Stored items =>
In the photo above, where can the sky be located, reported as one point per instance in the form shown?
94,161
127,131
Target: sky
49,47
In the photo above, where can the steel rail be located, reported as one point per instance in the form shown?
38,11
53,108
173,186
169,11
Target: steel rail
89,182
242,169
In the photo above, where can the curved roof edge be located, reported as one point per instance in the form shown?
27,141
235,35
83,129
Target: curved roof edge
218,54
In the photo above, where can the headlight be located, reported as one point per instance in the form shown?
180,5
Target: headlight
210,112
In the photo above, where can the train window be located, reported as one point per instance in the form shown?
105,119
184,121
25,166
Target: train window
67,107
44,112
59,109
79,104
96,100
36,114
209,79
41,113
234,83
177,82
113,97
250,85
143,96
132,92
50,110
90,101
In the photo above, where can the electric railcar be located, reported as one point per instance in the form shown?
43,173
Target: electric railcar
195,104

TASK TO COMPLETE => Reproduce the records in full, exactly as written.

OUTPUT BELOW =>
In the photo above, where can the sky be located, reported as one point per instance in the form shown?
94,161
127,131
Target: sky
49,47
In the photo above, where can the steel rail be located, reported as one point per instance in the form shown?
38,11
53,108
173,186
169,11
Target: steel rail
89,182
242,169
In the photo above, where can the curved roof edge be located, reported as one point per instance in the form shown?
27,141
235,35
83,129
Target: curved roof edge
218,54
In the photo above, where can the headlight be located, reported as one point per instance in the form shown?
180,5
Target: headlight
210,112
In the photo above, where can the train window be located, reported as one point per instance in the form shown?
105,119
184,121
25,166
Target: train window
67,107
44,112
59,109
79,104
96,100
36,114
209,79
41,113
234,83
177,82
113,97
250,85
143,96
132,92
50,110
90,101
In the photo above, where can the electric railcar be located, reported as one point per instance in the form shown?
43,173
Target: electric railcar
195,104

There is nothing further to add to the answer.